--- SUPPLIED MATERIAL ---

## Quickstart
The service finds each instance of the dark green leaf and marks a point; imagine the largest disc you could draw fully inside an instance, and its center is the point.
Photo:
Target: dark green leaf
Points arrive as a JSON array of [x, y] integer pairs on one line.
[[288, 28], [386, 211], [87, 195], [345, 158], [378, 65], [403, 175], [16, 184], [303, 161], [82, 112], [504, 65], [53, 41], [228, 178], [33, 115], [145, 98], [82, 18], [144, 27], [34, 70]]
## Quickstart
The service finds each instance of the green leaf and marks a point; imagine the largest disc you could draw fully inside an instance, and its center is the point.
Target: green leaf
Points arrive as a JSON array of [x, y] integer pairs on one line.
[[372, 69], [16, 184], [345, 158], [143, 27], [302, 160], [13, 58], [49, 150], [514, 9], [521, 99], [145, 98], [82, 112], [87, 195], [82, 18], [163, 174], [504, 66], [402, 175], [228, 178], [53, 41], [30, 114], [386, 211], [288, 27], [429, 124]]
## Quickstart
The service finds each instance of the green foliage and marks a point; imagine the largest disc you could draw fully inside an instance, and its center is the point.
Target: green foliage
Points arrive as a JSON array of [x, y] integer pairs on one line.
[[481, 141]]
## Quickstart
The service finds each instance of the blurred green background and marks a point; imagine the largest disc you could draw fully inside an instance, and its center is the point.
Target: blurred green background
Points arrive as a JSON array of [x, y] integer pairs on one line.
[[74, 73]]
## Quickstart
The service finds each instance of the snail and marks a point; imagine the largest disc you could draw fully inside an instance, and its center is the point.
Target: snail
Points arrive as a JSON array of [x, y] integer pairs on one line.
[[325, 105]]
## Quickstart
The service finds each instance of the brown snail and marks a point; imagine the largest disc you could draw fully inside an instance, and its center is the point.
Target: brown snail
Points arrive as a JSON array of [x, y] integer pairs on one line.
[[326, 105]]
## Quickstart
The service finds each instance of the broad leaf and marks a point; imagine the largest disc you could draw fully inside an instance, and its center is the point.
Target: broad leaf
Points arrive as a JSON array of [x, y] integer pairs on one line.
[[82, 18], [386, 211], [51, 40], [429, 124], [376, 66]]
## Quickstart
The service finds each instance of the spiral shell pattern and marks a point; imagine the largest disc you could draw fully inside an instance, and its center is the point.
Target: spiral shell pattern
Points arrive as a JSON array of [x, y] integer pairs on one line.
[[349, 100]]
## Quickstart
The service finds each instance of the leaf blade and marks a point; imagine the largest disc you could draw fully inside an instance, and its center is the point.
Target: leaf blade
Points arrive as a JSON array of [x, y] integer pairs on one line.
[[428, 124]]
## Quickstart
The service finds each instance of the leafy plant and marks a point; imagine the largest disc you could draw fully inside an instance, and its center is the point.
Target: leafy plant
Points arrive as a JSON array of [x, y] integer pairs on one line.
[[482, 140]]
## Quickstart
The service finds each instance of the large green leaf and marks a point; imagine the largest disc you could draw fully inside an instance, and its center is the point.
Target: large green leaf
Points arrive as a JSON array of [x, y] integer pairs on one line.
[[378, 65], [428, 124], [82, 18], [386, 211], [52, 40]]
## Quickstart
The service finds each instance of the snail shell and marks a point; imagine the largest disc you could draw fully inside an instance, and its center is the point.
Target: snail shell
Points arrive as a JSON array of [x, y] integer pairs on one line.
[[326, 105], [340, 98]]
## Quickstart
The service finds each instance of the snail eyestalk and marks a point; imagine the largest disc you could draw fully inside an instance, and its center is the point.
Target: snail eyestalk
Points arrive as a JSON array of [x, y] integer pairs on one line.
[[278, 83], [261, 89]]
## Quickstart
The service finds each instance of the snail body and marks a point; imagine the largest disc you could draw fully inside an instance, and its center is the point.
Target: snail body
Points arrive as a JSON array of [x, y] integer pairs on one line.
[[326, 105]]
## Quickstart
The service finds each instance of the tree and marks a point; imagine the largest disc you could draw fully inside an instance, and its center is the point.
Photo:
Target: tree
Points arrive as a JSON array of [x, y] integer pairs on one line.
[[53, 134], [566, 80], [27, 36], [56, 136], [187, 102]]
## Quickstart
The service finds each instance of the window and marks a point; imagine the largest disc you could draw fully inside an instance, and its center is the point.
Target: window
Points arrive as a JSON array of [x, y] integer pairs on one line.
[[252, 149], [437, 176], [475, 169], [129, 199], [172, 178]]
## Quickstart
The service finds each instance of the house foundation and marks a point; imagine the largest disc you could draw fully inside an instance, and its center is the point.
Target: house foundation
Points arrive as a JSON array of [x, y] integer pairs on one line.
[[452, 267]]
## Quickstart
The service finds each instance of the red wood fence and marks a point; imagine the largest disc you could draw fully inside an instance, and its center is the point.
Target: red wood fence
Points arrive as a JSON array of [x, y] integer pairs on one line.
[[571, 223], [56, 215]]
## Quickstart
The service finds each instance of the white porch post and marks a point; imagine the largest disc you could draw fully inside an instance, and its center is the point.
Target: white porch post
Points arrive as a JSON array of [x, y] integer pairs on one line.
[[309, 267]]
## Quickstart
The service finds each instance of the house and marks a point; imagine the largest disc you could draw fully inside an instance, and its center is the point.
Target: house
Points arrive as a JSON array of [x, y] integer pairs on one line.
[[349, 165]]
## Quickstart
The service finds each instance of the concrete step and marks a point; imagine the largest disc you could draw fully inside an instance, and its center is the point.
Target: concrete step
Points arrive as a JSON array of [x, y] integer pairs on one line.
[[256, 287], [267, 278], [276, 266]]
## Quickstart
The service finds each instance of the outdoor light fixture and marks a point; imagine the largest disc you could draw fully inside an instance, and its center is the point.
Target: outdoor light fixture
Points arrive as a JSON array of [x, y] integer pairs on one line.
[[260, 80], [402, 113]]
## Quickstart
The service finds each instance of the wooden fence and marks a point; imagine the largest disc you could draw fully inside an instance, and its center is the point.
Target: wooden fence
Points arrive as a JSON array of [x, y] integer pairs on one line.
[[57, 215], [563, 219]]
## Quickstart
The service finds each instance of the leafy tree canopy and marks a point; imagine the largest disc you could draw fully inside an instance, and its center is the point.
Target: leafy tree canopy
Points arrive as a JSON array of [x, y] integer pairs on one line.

---

> TRY IT:
Copy the records above exactly, from the first line through the line containing "Target: dark green leaf", and include nothing else.

> RESPONSE BOX:
## Quickstart
The service finds each instance of the dark green leaf and marks a point; imagine the largest disc you could draw fully inside an instance, and its center is the point.
Photo:
Target: dark green leaf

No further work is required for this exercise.